**Text excerpt**
Like a silent movie, the action takes place on a Saturday afternoon and evening on a ranch in the southwest. DeMille referred to her work as “a pastorale, a lyric joke,” and as The Cowgirl, Laurel Dalley Smith manages to be sassy and funny while displaying serious dancing talent. The piece flits from a Wyatt Earp TV set to a mariachi band to a barn dance, loving spoofs that straddle Broadway blockbuster musicals, classical ballet, and cowboy rodeo activities. In between are tastes of square dances, polkas, and couples pairing and unpairing. Screen projections that change from ranch to sunset to starry night to barn dance are effective without being hokey.
Post intermission, the afore-described “Lamentations” is even more stunning on the heels of the slapstick-like “Rodeo.” So Young An, the recipient of the International Arts Award and the Grand Prize at the Korea National Ballet Grand Prix, is a talent to be reckoned with.
The evening ends with the 2024 piece, “The People.” Choreographed by Jamar Roberts, who describes his work as “part protest, part lament,” the piece resonates with references to American history. Dancers are both uplifting paeans to the hope and promise of American folk music and downtrodden, burdened examples of what can happen when America doesn’t live up to its promises. A new score by Pulitzer Prize-winning composer and American roots musician Rhiannon Giddens (arranged by Witcher) spotlights rich, throaty harmonies peppered with pockets of poignant silence.
The last time the Martha Graham Dance Company adorned Boston’s stage was in 2005. Judging from the exuberant standing ovation its 2024 audience bestowed last Friday evening, one can only hope they got the message that they have been away far too long.

**Records shown**
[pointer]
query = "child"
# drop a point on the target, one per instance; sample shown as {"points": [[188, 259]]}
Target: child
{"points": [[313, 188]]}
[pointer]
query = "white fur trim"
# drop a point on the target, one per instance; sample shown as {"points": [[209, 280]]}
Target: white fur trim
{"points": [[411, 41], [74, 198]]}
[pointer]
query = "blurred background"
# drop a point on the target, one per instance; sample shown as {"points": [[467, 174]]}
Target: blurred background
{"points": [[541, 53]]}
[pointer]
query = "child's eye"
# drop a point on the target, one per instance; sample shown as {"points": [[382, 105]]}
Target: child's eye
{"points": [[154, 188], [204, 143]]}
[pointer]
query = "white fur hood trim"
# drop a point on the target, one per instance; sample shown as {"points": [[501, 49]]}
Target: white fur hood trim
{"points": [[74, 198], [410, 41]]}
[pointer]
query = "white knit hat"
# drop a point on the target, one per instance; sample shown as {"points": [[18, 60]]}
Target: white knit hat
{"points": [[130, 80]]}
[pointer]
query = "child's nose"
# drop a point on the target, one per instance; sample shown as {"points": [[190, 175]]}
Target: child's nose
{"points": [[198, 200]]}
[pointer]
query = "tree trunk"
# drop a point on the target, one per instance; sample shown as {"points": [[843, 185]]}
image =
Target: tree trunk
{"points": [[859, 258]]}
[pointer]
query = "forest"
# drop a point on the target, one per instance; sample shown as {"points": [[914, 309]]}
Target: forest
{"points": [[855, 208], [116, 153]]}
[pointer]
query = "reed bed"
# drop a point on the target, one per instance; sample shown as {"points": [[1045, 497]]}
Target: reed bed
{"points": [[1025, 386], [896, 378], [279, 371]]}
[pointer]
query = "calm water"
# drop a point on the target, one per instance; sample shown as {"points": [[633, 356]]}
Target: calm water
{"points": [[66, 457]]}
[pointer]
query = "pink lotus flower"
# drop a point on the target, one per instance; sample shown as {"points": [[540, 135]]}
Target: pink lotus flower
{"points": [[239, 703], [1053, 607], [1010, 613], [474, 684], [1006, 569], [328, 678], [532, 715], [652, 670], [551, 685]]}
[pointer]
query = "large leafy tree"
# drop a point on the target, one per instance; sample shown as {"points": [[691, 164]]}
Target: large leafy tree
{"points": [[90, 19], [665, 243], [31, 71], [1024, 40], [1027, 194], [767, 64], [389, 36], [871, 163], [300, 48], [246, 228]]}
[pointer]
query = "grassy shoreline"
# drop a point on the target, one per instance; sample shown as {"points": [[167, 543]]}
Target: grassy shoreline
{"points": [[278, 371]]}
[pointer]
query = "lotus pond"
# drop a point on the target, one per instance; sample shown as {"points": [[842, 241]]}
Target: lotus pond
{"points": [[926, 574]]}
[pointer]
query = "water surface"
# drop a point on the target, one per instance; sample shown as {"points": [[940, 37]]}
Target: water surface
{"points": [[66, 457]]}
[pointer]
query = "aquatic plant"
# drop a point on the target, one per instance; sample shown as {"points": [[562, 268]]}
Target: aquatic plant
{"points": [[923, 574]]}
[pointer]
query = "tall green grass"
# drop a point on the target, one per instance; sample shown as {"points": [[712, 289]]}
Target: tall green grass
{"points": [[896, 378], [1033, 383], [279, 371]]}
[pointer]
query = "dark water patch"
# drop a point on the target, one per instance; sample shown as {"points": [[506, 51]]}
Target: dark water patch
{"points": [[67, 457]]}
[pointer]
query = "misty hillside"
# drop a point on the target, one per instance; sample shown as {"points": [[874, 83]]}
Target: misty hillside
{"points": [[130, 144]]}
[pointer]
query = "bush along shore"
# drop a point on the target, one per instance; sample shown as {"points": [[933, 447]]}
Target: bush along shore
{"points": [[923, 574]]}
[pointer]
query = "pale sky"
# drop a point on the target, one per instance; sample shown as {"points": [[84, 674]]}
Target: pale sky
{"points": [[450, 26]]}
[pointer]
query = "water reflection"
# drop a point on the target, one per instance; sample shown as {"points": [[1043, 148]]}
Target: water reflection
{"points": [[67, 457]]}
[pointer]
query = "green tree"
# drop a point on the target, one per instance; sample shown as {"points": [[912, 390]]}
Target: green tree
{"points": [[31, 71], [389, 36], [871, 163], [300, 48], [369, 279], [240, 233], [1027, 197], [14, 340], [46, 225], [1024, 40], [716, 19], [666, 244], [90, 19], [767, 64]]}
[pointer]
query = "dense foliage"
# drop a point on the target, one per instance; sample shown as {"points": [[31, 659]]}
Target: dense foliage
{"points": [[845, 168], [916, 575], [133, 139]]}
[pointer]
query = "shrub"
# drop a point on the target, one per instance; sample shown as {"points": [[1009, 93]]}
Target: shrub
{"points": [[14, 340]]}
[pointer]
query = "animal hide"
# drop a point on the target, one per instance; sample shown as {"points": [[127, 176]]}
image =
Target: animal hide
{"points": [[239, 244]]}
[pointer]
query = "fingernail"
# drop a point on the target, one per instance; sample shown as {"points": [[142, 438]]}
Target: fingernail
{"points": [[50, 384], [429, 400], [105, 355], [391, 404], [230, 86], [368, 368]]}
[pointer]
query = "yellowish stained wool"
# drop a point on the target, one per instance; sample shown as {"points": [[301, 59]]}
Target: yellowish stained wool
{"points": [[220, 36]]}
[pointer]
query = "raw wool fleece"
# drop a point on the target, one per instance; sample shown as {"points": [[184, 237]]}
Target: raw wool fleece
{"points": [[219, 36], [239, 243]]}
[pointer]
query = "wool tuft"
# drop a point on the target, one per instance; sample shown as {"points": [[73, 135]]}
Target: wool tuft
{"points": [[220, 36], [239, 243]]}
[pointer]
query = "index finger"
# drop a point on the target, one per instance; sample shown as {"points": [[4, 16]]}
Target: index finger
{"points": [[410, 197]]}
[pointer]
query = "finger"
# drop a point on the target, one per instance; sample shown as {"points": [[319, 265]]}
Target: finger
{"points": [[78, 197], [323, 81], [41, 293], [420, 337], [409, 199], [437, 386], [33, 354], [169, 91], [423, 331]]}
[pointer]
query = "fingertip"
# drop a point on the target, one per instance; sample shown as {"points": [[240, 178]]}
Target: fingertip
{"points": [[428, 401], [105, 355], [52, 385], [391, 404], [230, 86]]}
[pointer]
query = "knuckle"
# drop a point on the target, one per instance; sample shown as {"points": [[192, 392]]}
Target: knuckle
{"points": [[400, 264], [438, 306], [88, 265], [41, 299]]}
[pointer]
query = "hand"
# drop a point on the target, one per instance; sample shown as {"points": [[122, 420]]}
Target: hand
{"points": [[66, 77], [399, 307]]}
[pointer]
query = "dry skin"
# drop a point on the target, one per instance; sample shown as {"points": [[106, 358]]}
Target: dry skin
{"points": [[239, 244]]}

**Set exercise**
Transcribe the dance review text between "The last time" and "far too long.", inclusive.

**Full answer**
The last time the Martha Graham Dance Company adorned Boston’s stage was in 2005. Judging from the exuberant standing ovation its 2024 audience bestowed last Friday evening, one can only hope they got the message that they have been away far too long.